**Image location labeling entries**
=-=-=-=-=

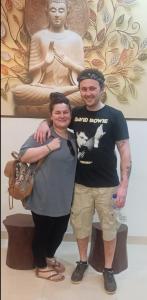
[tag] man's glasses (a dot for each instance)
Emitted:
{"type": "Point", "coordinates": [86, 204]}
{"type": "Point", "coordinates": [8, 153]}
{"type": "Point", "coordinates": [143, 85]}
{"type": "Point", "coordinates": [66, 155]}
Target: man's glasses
{"type": "Point", "coordinates": [71, 149]}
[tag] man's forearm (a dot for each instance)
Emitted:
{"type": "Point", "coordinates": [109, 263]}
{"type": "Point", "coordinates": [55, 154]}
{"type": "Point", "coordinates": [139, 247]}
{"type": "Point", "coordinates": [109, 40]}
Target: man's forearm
{"type": "Point", "coordinates": [125, 162]}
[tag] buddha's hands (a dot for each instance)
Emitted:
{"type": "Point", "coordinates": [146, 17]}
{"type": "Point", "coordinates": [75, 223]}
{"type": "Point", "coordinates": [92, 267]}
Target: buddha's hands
{"type": "Point", "coordinates": [50, 54]}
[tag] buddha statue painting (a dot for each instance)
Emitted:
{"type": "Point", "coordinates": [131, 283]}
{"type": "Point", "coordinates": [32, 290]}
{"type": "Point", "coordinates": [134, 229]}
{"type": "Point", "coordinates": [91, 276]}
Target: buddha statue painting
{"type": "Point", "coordinates": [56, 58]}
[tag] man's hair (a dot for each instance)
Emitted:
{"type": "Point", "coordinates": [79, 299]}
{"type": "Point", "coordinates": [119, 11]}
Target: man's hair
{"type": "Point", "coordinates": [57, 98]}
{"type": "Point", "coordinates": [67, 3]}
{"type": "Point", "coordinates": [92, 74]}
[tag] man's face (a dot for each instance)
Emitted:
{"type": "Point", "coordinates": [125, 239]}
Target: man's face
{"type": "Point", "coordinates": [90, 92]}
{"type": "Point", "coordinates": [57, 14]}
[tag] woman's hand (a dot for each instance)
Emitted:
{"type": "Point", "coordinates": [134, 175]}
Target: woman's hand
{"type": "Point", "coordinates": [55, 144]}
{"type": "Point", "coordinates": [42, 132]}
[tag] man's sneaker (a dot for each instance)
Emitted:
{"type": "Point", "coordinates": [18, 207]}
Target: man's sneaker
{"type": "Point", "coordinates": [109, 281]}
{"type": "Point", "coordinates": [79, 271]}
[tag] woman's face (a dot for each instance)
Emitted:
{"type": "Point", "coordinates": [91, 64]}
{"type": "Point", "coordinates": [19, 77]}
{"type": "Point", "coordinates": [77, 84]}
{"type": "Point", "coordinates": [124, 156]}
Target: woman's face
{"type": "Point", "coordinates": [61, 116]}
{"type": "Point", "coordinates": [57, 14]}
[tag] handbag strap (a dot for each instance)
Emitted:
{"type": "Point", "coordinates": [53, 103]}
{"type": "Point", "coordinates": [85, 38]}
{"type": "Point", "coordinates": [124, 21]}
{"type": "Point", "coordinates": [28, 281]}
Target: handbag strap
{"type": "Point", "coordinates": [15, 155]}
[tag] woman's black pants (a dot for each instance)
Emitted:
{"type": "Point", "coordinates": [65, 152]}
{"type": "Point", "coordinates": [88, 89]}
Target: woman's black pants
{"type": "Point", "coordinates": [49, 232]}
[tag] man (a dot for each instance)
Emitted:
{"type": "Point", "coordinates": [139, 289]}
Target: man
{"type": "Point", "coordinates": [96, 180]}
{"type": "Point", "coordinates": [56, 58]}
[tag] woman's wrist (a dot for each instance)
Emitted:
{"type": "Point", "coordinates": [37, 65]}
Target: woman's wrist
{"type": "Point", "coordinates": [48, 147]}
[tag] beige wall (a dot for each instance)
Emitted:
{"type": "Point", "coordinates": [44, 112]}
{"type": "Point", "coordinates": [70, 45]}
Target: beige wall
{"type": "Point", "coordinates": [14, 133]}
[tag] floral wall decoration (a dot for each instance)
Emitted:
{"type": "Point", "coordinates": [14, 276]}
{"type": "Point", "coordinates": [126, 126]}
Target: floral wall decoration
{"type": "Point", "coordinates": [113, 43]}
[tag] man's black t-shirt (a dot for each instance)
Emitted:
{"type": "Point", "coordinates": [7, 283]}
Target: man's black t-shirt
{"type": "Point", "coordinates": [97, 133]}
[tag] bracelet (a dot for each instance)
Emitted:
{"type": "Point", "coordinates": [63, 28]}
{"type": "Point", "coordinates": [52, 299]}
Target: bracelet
{"type": "Point", "coordinates": [49, 149]}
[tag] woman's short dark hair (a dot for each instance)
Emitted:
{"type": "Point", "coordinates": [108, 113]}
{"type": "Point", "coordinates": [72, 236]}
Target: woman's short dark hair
{"type": "Point", "coordinates": [92, 74]}
{"type": "Point", "coordinates": [58, 98]}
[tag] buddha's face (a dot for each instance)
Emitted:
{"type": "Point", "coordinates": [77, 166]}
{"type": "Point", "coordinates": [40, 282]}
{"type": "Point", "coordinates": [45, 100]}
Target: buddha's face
{"type": "Point", "coordinates": [57, 14]}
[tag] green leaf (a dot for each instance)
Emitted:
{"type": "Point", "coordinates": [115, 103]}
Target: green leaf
{"type": "Point", "coordinates": [120, 20]}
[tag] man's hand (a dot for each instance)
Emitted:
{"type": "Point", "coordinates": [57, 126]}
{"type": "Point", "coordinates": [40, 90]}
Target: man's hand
{"type": "Point", "coordinates": [121, 196]}
{"type": "Point", "coordinates": [42, 132]}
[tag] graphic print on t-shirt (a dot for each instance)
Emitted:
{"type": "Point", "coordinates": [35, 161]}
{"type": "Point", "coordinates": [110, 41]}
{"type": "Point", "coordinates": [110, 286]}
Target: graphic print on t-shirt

=-=-=-=-=

**EXERCISE AIM**
Write out each entry exactly as given, but skip the pictures.

**REPLY**
[tag] man's glasses (a dot for each instance)
Emitted:
{"type": "Point", "coordinates": [86, 204]}
{"type": "Point", "coordinates": [8, 153]}
{"type": "Point", "coordinates": [143, 85]}
{"type": "Point", "coordinates": [66, 155]}
Target: man's glasses
{"type": "Point", "coordinates": [71, 149]}
[tag] man's forearm (a dot for each instance)
Emitted:
{"type": "Point", "coordinates": [109, 263]}
{"type": "Point", "coordinates": [55, 154]}
{"type": "Point", "coordinates": [139, 247]}
{"type": "Point", "coordinates": [109, 40]}
Target: man's forearm
{"type": "Point", "coordinates": [125, 162]}
[tag] buddha's hands (a dot for each instance)
Emitted:
{"type": "Point", "coordinates": [146, 17]}
{"type": "Point", "coordinates": [75, 223]}
{"type": "Point", "coordinates": [92, 267]}
Target: buddha's hands
{"type": "Point", "coordinates": [50, 54]}
[tag] buddha statue painting (a dot for each instance)
Emitted:
{"type": "Point", "coordinates": [131, 283]}
{"type": "Point", "coordinates": [32, 290]}
{"type": "Point", "coordinates": [134, 229]}
{"type": "Point", "coordinates": [91, 276]}
Target: buddha statue painting
{"type": "Point", "coordinates": [56, 58]}
[tag] man's hair (a dot for each instance)
Emitted:
{"type": "Point", "coordinates": [79, 299]}
{"type": "Point", "coordinates": [119, 11]}
Target: man's hair
{"type": "Point", "coordinates": [57, 98]}
{"type": "Point", "coordinates": [67, 3]}
{"type": "Point", "coordinates": [92, 74]}
[tag] man's face (a dot for each instance)
Emitted:
{"type": "Point", "coordinates": [125, 239]}
Target: man's face
{"type": "Point", "coordinates": [90, 92]}
{"type": "Point", "coordinates": [57, 14]}
[tag] woman's hand (a dot for each instance)
Emitted:
{"type": "Point", "coordinates": [134, 175]}
Target: woman's hand
{"type": "Point", "coordinates": [55, 144]}
{"type": "Point", "coordinates": [42, 132]}
[tag] man's sneaker (a dot for each instance)
Emitted:
{"type": "Point", "coordinates": [18, 207]}
Target: man's sneaker
{"type": "Point", "coordinates": [109, 281]}
{"type": "Point", "coordinates": [79, 271]}
[tag] woman's face (a dot for each instance)
Emitted:
{"type": "Point", "coordinates": [91, 64]}
{"type": "Point", "coordinates": [19, 77]}
{"type": "Point", "coordinates": [77, 84]}
{"type": "Point", "coordinates": [124, 156]}
Target: woman's face
{"type": "Point", "coordinates": [61, 116]}
{"type": "Point", "coordinates": [57, 14]}
[tag] handbag strap (a dot for each instance)
Emitted:
{"type": "Point", "coordinates": [53, 103]}
{"type": "Point", "coordinates": [85, 38]}
{"type": "Point", "coordinates": [124, 21]}
{"type": "Point", "coordinates": [28, 281]}
Target: handbag strap
{"type": "Point", "coordinates": [15, 155]}
[tag] woman's black pants (a dot for each instance)
Emitted:
{"type": "Point", "coordinates": [65, 152]}
{"type": "Point", "coordinates": [88, 89]}
Target: woman's black pants
{"type": "Point", "coordinates": [49, 232]}
[tag] man (a dot for each instance)
Emitted:
{"type": "Point", "coordinates": [139, 289]}
Target: man
{"type": "Point", "coordinates": [96, 180]}
{"type": "Point", "coordinates": [56, 58]}
[tag] woman's wrist (a dot for each instance)
Emitted:
{"type": "Point", "coordinates": [37, 65]}
Target: woman's wrist
{"type": "Point", "coordinates": [48, 147]}
[tag] beige wall (a dot for each instance)
Emitted:
{"type": "Point", "coordinates": [44, 112]}
{"type": "Point", "coordinates": [70, 45]}
Target: beige wall
{"type": "Point", "coordinates": [14, 133]}
[tag] floral wall decoration (a dot for each instance)
Emitted:
{"type": "Point", "coordinates": [14, 276]}
{"type": "Point", "coordinates": [126, 126]}
Target: floral wall decoration
{"type": "Point", "coordinates": [113, 43]}
[tag] man's black t-shirt (a dot for each instance)
Emitted:
{"type": "Point", "coordinates": [7, 283]}
Target: man's black t-shirt
{"type": "Point", "coordinates": [97, 133]}
[tag] bracelet (a dot for each instance)
Emitted:
{"type": "Point", "coordinates": [63, 28]}
{"type": "Point", "coordinates": [52, 299]}
Target: bracelet
{"type": "Point", "coordinates": [49, 149]}
[tag] woman's short dark hair (a dot for each instance)
Emitted:
{"type": "Point", "coordinates": [108, 113]}
{"type": "Point", "coordinates": [72, 236]}
Target: woman's short dark hair
{"type": "Point", "coordinates": [92, 74]}
{"type": "Point", "coordinates": [58, 98]}
[tag] buddha's face (a dot for each instance)
Emitted:
{"type": "Point", "coordinates": [77, 166]}
{"type": "Point", "coordinates": [40, 282]}
{"type": "Point", "coordinates": [45, 100]}
Target: buddha's face
{"type": "Point", "coordinates": [57, 14]}
[tag] green leaf (a dot for each instance)
Emitted:
{"type": "Point", "coordinates": [115, 103]}
Target: green leaf
{"type": "Point", "coordinates": [120, 20]}
[tag] man's hand (a dot for each instance)
Emitted:
{"type": "Point", "coordinates": [57, 126]}
{"type": "Point", "coordinates": [40, 90]}
Target: man's hand
{"type": "Point", "coordinates": [121, 196]}
{"type": "Point", "coordinates": [42, 132]}
[tag] graphic print on t-shirt (a dot for each instance)
Emitted:
{"type": "Point", "coordinates": [35, 161]}
{"type": "Point", "coordinates": [110, 41]}
{"type": "Point", "coordinates": [110, 286]}
Target: graphic print on t-shirt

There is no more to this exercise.